### AIM
Render the stretch of the records below that opens with the line containing "job: return the mask of every instance of the white" and closes with the line containing "[[[57,59],[0,58],[1,91],[55,91],[77,89],[73,73],[56,78]]]", both included, as a JSON list of strings with one string per line and blank lines left out.

### MATERIAL SUPPLIED
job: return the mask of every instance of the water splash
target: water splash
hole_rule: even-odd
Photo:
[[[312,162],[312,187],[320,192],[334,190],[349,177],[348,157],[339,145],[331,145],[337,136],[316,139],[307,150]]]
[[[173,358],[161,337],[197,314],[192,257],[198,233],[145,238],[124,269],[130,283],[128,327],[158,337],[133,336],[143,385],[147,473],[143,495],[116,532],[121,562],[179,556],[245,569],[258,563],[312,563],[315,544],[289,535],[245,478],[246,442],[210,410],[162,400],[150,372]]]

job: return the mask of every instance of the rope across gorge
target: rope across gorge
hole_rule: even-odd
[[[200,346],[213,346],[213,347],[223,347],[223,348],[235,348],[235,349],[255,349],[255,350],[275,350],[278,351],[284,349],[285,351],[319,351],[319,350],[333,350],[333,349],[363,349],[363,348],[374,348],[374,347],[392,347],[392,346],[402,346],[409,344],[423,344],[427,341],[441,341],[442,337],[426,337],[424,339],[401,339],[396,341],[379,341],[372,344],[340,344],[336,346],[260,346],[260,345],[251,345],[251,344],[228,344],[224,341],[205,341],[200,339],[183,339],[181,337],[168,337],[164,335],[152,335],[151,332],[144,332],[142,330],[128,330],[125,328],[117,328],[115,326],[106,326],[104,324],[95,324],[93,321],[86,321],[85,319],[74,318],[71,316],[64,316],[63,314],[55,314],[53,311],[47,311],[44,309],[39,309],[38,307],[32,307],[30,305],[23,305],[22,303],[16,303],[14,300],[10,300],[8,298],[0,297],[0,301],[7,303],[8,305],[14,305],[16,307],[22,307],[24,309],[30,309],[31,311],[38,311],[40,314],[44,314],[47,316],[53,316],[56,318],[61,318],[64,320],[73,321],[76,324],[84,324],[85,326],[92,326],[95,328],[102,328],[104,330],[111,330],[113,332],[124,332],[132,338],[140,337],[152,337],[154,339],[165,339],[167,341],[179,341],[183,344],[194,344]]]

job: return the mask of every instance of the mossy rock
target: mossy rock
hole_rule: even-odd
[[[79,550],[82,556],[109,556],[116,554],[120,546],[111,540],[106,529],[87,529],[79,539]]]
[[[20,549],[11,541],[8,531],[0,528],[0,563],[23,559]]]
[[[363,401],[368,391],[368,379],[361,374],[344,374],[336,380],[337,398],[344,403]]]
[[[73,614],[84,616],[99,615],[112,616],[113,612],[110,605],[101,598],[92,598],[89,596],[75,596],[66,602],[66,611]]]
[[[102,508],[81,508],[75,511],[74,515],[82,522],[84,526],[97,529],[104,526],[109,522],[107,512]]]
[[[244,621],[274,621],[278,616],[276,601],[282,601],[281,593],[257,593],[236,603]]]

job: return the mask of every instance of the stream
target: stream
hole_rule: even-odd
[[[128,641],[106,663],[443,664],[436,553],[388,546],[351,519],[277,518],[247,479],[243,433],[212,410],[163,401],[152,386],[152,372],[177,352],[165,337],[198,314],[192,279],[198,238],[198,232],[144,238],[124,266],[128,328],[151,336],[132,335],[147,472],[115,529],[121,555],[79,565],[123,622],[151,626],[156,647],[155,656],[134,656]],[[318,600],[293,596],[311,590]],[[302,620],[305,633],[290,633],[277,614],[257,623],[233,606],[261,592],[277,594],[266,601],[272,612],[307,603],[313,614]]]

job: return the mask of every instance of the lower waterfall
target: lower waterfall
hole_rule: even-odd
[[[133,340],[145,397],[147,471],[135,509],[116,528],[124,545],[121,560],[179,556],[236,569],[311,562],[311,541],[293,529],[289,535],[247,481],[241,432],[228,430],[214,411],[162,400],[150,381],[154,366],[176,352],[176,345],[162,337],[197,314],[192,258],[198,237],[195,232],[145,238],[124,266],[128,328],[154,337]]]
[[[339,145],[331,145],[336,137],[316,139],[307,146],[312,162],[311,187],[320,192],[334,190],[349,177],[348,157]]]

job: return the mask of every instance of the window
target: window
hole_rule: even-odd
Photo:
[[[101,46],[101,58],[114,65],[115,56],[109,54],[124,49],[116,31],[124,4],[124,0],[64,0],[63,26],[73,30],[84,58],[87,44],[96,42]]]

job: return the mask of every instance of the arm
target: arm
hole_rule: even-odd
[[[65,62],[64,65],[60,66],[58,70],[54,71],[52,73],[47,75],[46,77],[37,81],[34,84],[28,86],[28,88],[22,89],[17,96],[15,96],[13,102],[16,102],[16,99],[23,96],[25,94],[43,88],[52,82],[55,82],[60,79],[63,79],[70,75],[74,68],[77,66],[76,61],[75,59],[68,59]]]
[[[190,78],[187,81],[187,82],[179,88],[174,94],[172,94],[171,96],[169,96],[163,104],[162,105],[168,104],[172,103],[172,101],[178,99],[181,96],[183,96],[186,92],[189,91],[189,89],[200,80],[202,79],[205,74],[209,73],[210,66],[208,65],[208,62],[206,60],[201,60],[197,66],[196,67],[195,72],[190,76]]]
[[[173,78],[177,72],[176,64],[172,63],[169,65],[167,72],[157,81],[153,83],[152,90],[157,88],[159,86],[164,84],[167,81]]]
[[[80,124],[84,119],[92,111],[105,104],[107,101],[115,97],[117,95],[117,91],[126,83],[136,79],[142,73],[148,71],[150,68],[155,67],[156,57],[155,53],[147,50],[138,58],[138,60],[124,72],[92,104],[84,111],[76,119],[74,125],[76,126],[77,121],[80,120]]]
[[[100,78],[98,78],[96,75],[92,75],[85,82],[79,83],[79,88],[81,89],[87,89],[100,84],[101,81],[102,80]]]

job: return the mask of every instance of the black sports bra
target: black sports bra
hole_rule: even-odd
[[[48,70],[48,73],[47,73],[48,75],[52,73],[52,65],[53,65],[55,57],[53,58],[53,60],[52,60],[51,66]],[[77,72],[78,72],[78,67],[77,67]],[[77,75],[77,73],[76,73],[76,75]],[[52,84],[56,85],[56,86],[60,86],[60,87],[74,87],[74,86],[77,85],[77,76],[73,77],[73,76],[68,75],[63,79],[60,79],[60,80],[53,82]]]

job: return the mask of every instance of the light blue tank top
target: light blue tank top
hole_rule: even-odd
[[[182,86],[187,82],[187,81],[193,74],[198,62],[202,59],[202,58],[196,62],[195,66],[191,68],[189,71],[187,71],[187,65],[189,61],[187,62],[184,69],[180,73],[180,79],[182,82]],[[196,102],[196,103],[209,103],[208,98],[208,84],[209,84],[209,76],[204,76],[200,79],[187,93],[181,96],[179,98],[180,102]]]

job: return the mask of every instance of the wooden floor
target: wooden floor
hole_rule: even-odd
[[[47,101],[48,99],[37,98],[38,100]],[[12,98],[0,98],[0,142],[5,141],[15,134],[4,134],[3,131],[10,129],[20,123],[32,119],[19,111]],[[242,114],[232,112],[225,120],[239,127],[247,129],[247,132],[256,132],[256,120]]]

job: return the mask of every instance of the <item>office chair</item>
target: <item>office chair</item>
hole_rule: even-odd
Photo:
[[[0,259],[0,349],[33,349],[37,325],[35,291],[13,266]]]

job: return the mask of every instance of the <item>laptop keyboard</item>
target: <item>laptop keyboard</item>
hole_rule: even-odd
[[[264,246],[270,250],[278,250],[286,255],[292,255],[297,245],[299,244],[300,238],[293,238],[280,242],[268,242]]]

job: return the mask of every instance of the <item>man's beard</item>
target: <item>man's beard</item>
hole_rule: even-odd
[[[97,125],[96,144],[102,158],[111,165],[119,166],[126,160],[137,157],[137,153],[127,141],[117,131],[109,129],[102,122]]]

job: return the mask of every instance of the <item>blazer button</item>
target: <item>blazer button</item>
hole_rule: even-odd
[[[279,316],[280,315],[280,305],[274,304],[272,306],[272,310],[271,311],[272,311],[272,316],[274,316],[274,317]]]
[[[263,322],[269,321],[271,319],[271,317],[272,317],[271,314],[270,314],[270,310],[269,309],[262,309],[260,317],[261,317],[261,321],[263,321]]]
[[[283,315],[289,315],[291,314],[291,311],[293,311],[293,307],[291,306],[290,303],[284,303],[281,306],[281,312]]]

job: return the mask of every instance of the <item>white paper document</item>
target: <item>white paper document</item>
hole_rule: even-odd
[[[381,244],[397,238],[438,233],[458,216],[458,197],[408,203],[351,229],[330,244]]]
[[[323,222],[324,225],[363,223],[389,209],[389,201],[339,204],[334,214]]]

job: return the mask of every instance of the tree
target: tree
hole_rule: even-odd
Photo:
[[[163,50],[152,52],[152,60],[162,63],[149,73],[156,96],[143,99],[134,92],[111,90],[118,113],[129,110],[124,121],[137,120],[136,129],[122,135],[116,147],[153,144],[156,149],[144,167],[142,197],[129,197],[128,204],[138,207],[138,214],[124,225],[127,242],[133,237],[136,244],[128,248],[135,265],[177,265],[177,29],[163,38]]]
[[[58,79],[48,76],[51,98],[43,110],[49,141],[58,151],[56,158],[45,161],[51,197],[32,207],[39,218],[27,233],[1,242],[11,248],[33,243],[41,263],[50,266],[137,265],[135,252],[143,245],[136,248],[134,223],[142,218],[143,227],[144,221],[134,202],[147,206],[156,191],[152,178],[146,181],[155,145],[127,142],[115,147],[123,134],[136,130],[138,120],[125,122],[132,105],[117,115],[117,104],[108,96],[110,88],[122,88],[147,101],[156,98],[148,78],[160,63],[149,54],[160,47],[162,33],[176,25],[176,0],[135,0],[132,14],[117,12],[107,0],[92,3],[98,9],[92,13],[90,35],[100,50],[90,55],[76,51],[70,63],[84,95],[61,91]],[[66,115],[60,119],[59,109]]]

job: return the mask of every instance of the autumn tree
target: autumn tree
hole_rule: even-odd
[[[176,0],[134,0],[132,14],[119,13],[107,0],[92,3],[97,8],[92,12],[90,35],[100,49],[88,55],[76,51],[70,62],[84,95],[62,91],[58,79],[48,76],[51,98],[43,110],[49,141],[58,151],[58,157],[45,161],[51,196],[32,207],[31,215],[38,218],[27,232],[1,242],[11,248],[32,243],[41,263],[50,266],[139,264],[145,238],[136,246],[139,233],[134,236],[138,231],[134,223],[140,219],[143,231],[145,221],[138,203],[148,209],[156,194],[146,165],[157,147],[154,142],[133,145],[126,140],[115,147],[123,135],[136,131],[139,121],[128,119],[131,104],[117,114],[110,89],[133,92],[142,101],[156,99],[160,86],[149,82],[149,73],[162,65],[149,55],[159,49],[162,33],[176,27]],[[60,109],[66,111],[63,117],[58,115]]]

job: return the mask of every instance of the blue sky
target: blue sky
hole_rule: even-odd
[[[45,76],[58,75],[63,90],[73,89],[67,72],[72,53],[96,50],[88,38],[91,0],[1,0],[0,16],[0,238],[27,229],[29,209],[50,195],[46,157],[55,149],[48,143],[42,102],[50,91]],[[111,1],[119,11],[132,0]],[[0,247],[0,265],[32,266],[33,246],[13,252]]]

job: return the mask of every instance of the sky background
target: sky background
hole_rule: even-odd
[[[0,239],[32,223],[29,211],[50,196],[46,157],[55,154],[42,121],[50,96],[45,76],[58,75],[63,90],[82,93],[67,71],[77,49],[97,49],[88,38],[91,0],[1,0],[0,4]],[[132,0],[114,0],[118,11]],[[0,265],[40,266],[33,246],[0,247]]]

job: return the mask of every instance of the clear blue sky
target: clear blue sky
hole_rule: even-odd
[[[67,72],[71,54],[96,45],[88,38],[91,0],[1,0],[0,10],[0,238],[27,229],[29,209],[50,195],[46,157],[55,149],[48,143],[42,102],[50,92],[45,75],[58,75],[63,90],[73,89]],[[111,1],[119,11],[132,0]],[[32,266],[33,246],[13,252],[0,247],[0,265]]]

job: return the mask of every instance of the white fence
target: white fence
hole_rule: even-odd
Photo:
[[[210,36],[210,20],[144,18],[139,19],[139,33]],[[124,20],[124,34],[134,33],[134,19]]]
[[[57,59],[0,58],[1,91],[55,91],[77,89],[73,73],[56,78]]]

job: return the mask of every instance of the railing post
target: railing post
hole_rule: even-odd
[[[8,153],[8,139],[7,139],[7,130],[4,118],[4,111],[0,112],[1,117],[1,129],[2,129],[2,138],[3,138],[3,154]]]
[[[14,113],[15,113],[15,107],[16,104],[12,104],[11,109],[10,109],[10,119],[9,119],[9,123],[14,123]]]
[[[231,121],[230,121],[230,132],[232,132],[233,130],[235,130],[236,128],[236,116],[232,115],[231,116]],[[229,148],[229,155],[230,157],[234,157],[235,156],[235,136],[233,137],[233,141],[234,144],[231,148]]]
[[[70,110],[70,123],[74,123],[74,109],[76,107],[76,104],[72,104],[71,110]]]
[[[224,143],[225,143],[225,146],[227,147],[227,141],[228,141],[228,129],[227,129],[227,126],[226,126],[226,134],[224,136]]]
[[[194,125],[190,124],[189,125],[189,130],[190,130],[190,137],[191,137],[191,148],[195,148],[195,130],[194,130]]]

### RESPONSE
[
  "job: return the mask of every instance of the white fence",
  "target: white fence",
  "hole_rule: even-odd",
  "Photo:",
  "[[[210,36],[210,20],[144,18],[139,19],[139,33]],[[124,20],[124,34],[134,33],[134,19]]]",
  "[[[57,59],[0,58],[1,91],[55,91],[77,89],[73,73],[56,78]]]"
]